■ **Task statement**: Copy the lines below exactly, from the start of the items through the line that contains "x=472, y=298", including that line.
<<<<
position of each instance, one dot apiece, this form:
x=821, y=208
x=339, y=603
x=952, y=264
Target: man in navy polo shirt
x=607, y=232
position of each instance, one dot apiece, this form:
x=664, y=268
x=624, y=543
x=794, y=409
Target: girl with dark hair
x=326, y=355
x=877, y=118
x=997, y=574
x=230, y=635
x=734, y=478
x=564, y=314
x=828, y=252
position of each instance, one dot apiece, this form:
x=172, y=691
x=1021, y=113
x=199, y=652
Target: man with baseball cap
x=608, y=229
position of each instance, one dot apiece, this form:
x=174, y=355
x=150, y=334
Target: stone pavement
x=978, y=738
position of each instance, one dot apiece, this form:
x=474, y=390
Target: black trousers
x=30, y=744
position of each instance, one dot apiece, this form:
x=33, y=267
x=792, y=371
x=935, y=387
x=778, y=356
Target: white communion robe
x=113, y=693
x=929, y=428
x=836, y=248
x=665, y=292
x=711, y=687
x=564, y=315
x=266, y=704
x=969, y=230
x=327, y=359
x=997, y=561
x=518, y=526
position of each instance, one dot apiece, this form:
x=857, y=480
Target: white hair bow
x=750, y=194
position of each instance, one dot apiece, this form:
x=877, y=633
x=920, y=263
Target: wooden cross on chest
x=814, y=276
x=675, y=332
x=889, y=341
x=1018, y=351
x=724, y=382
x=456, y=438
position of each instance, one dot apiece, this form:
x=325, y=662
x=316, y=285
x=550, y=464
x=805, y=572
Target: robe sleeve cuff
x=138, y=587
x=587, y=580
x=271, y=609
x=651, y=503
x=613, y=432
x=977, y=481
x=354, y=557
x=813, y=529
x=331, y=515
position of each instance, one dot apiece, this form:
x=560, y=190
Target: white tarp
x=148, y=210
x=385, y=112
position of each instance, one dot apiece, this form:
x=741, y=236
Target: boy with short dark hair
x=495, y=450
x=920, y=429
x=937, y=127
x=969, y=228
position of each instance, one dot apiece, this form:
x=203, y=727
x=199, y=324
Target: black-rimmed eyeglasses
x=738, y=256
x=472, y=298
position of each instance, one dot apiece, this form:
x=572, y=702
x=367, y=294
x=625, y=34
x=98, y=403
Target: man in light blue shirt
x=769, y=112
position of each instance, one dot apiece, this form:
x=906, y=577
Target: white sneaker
>>>>
■ **Written solution**:
position of each instance, one dot apiece, this form:
x=821, y=208
x=339, y=603
x=952, y=264
Target: man in navy polo shirt
x=607, y=232
position of each instance, one dot apiece, this form:
x=664, y=268
x=624, y=543
x=794, y=409
Target: girl with dark hair
x=326, y=355
x=877, y=118
x=997, y=574
x=230, y=635
x=734, y=478
x=564, y=314
x=828, y=252
position of each instance, one dot apiece, this form:
x=172, y=691
x=1021, y=113
x=199, y=652
Target: man with baseball cap
x=608, y=229
position of each instance, one dot apiece, this form:
x=174, y=355
x=150, y=334
Target: stone pavement
x=978, y=738
position of each instance, one dot apiece, this form:
x=474, y=390
Target: black trousers
x=30, y=744
position of each instance, one dot apiece, this form:
x=33, y=267
x=792, y=371
x=935, y=387
x=778, y=356
Target: white communion robe
x=113, y=693
x=929, y=428
x=836, y=248
x=665, y=292
x=711, y=687
x=564, y=315
x=266, y=704
x=969, y=230
x=327, y=359
x=997, y=561
x=518, y=526
position of each instance, one dot apiece, this form:
x=857, y=480
Target: white hair bow
x=750, y=194
position of each instance, one dot apiece, this form:
x=877, y=633
x=920, y=263
Target: wooden cross on chest
x=814, y=276
x=675, y=332
x=889, y=341
x=1018, y=351
x=724, y=382
x=456, y=438
position of each instance, one dot apiece, this form:
x=325, y=662
x=316, y=285
x=550, y=464
x=805, y=572
Target: robe sleeve cuff
x=138, y=587
x=587, y=580
x=271, y=609
x=651, y=503
x=613, y=432
x=977, y=481
x=354, y=557
x=813, y=529
x=331, y=515
position of each instance, one dot apiece, this form:
x=560, y=190
Target: white tarp
x=148, y=210
x=385, y=112
position of each instance, one dot apiece, this form:
x=741, y=236
Target: boy with short dark hair
x=495, y=450
x=920, y=429
x=937, y=127
x=969, y=228
position of each instance, one dot apiece, this form:
x=203, y=727
x=199, y=324
Target: black-rimmed eyeglasses
x=738, y=256
x=472, y=298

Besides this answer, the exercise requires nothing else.